Geschrieben am 02-05-2014

Aachen (ots) - Dürfen die das? Einfach so schreiben, was sie
wollen? Wer kontrolliert die eigentlich, die Journalisten? Manche
Länder beantworten diese Frage kurz und bündig: Sie sperren lästige
Journalisten ein. Basta. Die Liste dieser Länder ist lang und reicht
von der Türkei über China, Vietnam, Iran bis zu Ägypten, Thailand und
Saudi-Arabien. Die Organisation "Reporter ohne Grenzen" weist aus
Anlass des heutigen Internationalen Tages der Pressefreiheit auf
mindestens 164 Journalisten und 166 Online-Aktivisten hin, die wegen
ihrer beruflichen Tätigkeit in Haft sitzen. Bundespräsident Joachim
Gauck hat sich in der Türkei in kein diplomatisches Korsett gezwängt
und die Einschränkung der Meinungs- und Pressefreiheit gebrandmarkt.

Extrahiertes Material –
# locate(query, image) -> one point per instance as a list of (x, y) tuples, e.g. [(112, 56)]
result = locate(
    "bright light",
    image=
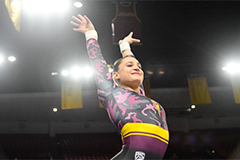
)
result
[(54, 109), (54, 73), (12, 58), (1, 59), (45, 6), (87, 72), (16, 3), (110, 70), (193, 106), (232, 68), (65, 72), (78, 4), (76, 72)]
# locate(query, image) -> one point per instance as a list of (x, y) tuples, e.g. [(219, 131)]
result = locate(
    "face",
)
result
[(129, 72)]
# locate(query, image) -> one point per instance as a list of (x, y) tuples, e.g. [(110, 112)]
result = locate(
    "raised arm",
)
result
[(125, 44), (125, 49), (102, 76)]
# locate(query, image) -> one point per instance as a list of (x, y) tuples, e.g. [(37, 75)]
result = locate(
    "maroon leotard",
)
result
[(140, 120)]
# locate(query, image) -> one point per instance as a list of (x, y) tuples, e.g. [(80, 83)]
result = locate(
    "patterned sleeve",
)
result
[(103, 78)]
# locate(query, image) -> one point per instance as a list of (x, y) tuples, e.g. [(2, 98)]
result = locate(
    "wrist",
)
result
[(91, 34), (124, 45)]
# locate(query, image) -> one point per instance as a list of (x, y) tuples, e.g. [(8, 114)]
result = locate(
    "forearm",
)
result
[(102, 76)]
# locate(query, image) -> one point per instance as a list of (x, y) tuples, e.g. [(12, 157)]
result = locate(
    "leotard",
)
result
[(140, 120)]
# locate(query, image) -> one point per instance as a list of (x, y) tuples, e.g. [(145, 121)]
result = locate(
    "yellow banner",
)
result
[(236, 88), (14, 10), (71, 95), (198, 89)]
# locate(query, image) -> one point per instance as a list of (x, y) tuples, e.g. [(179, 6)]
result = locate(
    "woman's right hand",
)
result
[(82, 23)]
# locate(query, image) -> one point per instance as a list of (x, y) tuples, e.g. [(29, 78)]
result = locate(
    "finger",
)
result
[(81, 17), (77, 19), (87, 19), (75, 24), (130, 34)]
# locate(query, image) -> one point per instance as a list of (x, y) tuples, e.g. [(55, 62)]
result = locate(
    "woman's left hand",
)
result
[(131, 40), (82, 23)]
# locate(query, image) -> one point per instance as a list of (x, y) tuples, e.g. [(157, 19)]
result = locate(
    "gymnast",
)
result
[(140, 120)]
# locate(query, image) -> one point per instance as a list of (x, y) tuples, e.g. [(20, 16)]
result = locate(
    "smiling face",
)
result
--
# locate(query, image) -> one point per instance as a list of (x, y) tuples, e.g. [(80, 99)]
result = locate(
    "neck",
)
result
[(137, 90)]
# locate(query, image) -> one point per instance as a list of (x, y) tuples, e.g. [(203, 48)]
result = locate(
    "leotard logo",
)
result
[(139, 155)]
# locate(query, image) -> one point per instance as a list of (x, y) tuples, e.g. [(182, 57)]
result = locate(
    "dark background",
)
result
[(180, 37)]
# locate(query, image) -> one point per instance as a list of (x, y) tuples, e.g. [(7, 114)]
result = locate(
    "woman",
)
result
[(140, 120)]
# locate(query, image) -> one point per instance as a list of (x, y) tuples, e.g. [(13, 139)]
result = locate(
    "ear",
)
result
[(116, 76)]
---
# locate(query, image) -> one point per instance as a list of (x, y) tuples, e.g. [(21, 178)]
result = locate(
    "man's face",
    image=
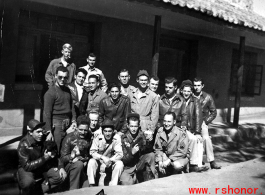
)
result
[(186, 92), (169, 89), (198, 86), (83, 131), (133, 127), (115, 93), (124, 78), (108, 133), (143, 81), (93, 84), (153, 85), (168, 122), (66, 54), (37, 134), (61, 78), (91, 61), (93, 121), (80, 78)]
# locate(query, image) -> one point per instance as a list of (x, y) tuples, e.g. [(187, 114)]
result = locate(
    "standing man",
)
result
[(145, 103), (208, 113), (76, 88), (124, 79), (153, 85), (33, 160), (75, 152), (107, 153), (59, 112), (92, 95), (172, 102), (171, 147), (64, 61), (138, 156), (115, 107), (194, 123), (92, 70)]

Aufgabenstellung –
Zum Text über die Pressefreiheit:
1. Welche Organisation macht auf die inhaftierten Journalisten aufmerksam?
2. Wie viele Online-Aktivisten sitzen dem Text zufolge wegen ihrer beruflichen Tätigkeit in Haft?
3. In welchem Land hat Bundespräsident Joachim Gauck die Einschränkung der Meinungs- und Pressefreiheit gebrandmarkt?
Die Datensätze haben hiermit nichts zu tun.

Schriftliche Lösung –
1. Reporter ohne Grenzen
2. Mindestens 166
3. In der Türkei